··· Фрагмент источника ···

Констансия де ла Мора, жена Игнасио Сиснероса, до войны помощника военного министра, во время войны — командующего ВВС Испании, пишет в своих воспоминаниях (изданы у нас в 1943 году):
читать дальшеИногда Игнасио приходил с работы в полном отчаянии.
— Почему они не прекратят это? — говорил он. — Почему они не запрещают фалангу? Почему они не ликвидируют эти уличные нападения, арестовав тех, кто их оплачивает? Почему они не борются с назревающим мятежом и не производят чистки в рядах армии?
Этого требовал народ. Этого требовал здравый смысл. Однако республиканское правительство, провозгласившее принцип "законности" и полного "беспристрастия", ограничилось тем, что перевело нескольких генералов из Мадрида в стратегически важные пункты: в Марокко или в провинцию.

··· Фрагмент данных ···

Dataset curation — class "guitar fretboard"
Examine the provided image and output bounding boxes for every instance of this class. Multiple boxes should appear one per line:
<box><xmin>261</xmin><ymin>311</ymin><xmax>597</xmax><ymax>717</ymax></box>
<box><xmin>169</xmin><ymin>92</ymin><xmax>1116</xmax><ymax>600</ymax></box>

···

### Задания
1. Ответьте по фрагменту источника:
(а) Какую должность занимал Игнасио Сиснерос во время войны?
(б) В каком году у нас вышли воспоминания Констансии де ла Моры?
(в) Куда республиканское правительство перевело нескольких генералов из Мадрида?
2. Перепишите из фрагмента источника без изменений отрывок от слов «Констансия де ла» до слов «в рядах армии?» включительно.

### Ответы
1.
(а) Командующий ВВС Испании.
(б) В 1943 году.
(в) В стратегически важные пункты: в Марокко или в провинцию.

2.
Констансия де ла Мора, жена Игнасио Сиснероса, до войны помощника военного министра, во время войны — командующего ВВС Испании, пишет в своих воспоминаниях (изданы у нас в 1943 году):
читать дальшеИногда Игнасио приходил с работы в полном отчаянии.
— Почему они не прекратят это? — говорил он. — Почему они не запрещают фалангу? Почему они не ликвидируют эти уличные нападения, арестовав тех, кто их оплачивает? Почему они не борются с назревающим мятежом и не производят чистки в рядах армии?